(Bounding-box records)

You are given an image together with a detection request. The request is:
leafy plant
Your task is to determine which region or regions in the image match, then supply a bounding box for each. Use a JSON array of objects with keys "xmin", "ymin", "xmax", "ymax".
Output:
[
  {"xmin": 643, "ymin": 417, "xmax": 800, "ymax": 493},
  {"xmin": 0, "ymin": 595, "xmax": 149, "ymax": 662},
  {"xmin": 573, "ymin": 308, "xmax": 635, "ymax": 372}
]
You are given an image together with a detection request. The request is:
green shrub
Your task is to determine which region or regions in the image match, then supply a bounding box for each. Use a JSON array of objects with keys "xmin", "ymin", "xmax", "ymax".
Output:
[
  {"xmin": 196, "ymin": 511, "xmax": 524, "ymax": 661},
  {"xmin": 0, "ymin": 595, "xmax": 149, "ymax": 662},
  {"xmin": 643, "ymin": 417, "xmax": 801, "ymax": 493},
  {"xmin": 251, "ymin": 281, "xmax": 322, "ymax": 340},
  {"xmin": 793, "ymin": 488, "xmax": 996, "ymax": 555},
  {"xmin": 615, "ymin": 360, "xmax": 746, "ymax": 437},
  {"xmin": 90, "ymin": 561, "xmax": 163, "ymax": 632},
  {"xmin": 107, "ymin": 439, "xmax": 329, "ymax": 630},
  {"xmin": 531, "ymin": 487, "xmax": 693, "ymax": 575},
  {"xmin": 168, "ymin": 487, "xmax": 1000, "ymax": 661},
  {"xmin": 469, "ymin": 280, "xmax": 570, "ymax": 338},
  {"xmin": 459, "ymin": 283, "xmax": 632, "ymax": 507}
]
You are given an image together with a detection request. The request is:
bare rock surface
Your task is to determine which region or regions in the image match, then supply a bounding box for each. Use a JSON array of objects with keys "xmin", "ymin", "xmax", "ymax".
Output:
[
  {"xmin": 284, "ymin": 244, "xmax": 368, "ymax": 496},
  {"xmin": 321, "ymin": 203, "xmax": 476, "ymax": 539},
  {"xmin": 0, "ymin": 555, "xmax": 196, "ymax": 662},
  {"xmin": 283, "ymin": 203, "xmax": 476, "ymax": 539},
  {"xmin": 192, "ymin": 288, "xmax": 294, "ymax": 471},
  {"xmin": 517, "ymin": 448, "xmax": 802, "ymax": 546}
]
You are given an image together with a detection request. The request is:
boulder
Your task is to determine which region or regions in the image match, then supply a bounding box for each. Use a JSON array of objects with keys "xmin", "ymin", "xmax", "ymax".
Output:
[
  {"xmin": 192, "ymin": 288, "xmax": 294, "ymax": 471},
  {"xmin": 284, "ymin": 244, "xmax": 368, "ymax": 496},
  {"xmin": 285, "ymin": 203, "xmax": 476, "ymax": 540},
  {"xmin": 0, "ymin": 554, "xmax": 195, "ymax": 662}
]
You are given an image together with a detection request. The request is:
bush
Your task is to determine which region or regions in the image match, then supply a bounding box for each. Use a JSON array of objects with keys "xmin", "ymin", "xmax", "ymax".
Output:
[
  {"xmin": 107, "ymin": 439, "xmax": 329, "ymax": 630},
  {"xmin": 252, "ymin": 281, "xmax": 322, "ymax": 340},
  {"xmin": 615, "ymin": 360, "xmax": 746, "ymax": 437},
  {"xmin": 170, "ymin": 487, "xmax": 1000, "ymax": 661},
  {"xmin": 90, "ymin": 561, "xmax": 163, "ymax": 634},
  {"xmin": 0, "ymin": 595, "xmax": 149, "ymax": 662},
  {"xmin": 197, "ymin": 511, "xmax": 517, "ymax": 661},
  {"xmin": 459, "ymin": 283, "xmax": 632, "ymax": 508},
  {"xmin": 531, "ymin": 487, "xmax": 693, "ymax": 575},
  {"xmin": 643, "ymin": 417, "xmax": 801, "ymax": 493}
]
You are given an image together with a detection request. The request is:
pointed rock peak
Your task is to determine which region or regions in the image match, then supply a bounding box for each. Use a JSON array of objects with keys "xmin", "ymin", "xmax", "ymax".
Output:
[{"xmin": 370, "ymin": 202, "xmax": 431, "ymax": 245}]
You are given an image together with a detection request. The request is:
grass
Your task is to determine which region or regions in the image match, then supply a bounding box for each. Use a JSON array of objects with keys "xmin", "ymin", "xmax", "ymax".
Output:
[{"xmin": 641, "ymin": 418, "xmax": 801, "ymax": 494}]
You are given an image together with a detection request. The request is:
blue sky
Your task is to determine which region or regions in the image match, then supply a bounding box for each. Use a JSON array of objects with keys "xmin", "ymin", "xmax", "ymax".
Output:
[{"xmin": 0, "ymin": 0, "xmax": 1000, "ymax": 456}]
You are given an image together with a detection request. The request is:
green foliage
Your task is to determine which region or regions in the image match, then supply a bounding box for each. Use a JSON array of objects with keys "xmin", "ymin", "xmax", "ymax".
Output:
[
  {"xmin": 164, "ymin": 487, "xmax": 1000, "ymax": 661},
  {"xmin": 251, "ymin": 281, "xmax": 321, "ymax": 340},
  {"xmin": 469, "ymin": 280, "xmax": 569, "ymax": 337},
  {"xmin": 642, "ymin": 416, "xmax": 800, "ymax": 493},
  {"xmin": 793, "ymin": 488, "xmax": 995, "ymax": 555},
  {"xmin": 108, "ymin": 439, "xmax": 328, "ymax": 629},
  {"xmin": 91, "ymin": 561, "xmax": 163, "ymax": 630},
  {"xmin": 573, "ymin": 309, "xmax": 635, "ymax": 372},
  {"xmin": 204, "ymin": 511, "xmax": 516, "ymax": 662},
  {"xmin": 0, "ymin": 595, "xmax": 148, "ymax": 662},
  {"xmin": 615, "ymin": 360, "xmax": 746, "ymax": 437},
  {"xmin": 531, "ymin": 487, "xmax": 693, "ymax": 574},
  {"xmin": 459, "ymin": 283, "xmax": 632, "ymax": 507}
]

**Required task**
Replace every occurrence of "detection request" in the listing above with "localization request", and reproduce the listing with all other text unchanged.

**Completed task**
You are given an image together with a localization request. The request is:
leafy plant
Your task is to determine which region or regions in the image match, then supply a bounding box for each. Use a JSON array of objects with keys "xmin", "ymin", "xmax", "ymax".
Output:
[
  {"xmin": 643, "ymin": 417, "xmax": 800, "ymax": 493},
  {"xmin": 0, "ymin": 595, "xmax": 149, "ymax": 662},
  {"xmin": 573, "ymin": 308, "xmax": 635, "ymax": 372}
]
You are given an image together with a localization request. The request is:
green shrub
Your task is to determine which region or regions in the image match, then supply a bounding box for each. Use a JSON array of objects with keys "xmin", "ymin", "xmax", "ymax".
Output:
[
  {"xmin": 196, "ymin": 511, "xmax": 524, "ymax": 661},
  {"xmin": 0, "ymin": 595, "xmax": 149, "ymax": 662},
  {"xmin": 643, "ymin": 417, "xmax": 801, "ymax": 493},
  {"xmin": 251, "ymin": 281, "xmax": 322, "ymax": 340},
  {"xmin": 793, "ymin": 488, "xmax": 996, "ymax": 555},
  {"xmin": 615, "ymin": 360, "xmax": 746, "ymax": 437},
  {"xmin": 90, "ymin": 561, "xmax": 163, "ymax": 632},
  {"xmin": 107, "ymin": 439, "xmax": 329, "ymax": 630},
  {"xmin": 531, "ymin": 487, "xmax": 693, "ymax": 575},
  {"xmin": 168, "ymin": 487, "xmax": 1000, "ymax": 661},
  {"xmin": 469, "ymin": 280, "xmax": 570, "ymax": 338},
  {"xmin": 459, "ymin": 283, "xmax": 632, "ymax": 507}
]
You are given an image together with a localization request. The request is:
bare rock surface
Your task is to determine which region or regions in the image match, then supply a bounding box for each. Use a JSON array of objects with keys "xmin", "ymin", "xmax", "ymax".
Output:
[
  {"xmin": 284, "ymin": 244, "xmax": 368, "ymax": 496},
  {"xmin": 321, "ymin": 203, "xmax": 476, "ymax": 539},
  {"xmin": 0, "ymin": 555, "xmax": 196, "ymax": 662},
  {"xmin": 283, "ymin": 203, "xmax": 476, "ymax": 539},
  {"xmin": 192, "ymin": 288, "xmax": 294, "ymax": 471},
  {"xmin": 517, "ymin": 448, "xmax": 802, "ymax": 546}
]
You are given an image together with a localization request. The request is:
boulder
Your task is to determine which region or regions in the image match, then supply a bounding box for each. Use a JSON array of objects with keys "xmin", "ymin", "xmax", "ymax".
Output:
[
  {"xmin": 192, "ymin": 288, "xmax": 294, "ymax": 471},
  {"xmin": 284, "ymin": 244, "xmax": 368, "ymax": 496},
  {"xmin": 285, "ymin": 203, "xmax": 476, "ymax": 540},
  {"xmin": 0, "ymin": 554, "xmax": 195, "ymax": 662}
]
You are given an image together with a localization request. The request is:
bush
Your task is to determine which region or regions in the image match, then supply a bounding box for each. Use a JSON array of objects with keys "xmin", "ymin", "xmax", "ymax".
Output:
[
  {"xmin": 107, "ymin": 439, "xmax": 329, "ymax": 630},
  {"xmin": 252, "ymin": 281, "xmax": 322, "ymax": 340},
  {"xmin": 615, "ymin": 360, "xmax": 746, "ymax": 437},
  {"xmin": 170, "ymin": 487, "xmax": 1000, "ymax": 661},
  {"xmin": 90, "ymin": 561, "xmax": 163, "ymax": 634},
  {"xmin": 0, "ymin": 595, "xmax": 149, "ymax": 662},
  {"xmin": 197, "ymin": 511, "xmax": 517, "ymax": 661},
  {"xmin": 459, "ymin": 283, "xmax": 632, "ymax": 508},
  {"xmin": 531, "ymin": 487, "xmax": 693, "ymax": 575},
  {"xmin": 643, "ymin": 417, "xmax": 801, "ymax": 493}
]
You are given an image together with a localization request. The request is:
pointed rock peak
Your task is to determine which region or regions in the image match, then supply a bounding box for each. Use a JSON array of objects with keys "xmin", "ymin", "xmax", "ymax".
Output:
[{"xmin": 370, "ymin": 202, "xmax": 431, "ymax": 245}]
You are given an image together with a localization request. The request is:
grass
Your task is to determine which region or regions in the image match, then supply a bounding box for each. Use a JSON array of objects with keys "xmin", "ymin", "xmax", "ymax".
Output:
[{"xmin": 641, "ymin": 418, "xmax": 801, "ymax": 494}]
You are given an image together with a localization request. The request is:
blue sky
Your task is to determine which region or regions in the image match, then supply a bounding box for each. Use a JSON array of objects with keys "xmin", "ymin", "xmax", "ymax".
Output:
[{"xmin": 0, "ymin": 0, "xmax": 1000, "ymax": 456}]
You are given an image together with a localization request. The request is:
green foliage
Your task is to determine which region or regions in the image match, then supply a bounding box for each. Use a JSON array of objects with keys "xmin", "ymin", "xmax", "ymax".
Output:
[
  {"xmin": 164, "ymin": 487, "xmax": 1000, "ymax": 661},
  {"xmin": 251, "ymin": 281, "xmax": 321, "ymax": 340},
  {"xmin": 469, "ymin": 280, "xmax": 569, "ymax": 337},
  {"xmin": 642, "ymin": 416, "xmax": 800, "ymax": 493},
  {"xmin": 793, "ymin": 488, "xmax": 995, "ymax": 555},
  {"xmin": 108, "ymin": 439, "xmax": 328, "ymax": 629},
  {"xmin": 91, "ymin": 561, "xmax": 163, "ymax": 630},
  {"xmin": 573, "ymin": 309, "xmax": 635, "ymax": 372},
  {"xmin": 204, "ymin": 511, "xmax": 516, "ymax": 662},
  {"xmin": 0, "ymin": 595, "xmax": 148, "ymax": 662},
  {"xmin": 615, "ymin": 360, "xmax": 746, "ymax": 437},
  {"xmin": 531, "ymin": 487, "xmax": 693, "ymax": 574},
  {"xmin": 459, "ymin": 283, "xmax": 632, "ymax": 507}
]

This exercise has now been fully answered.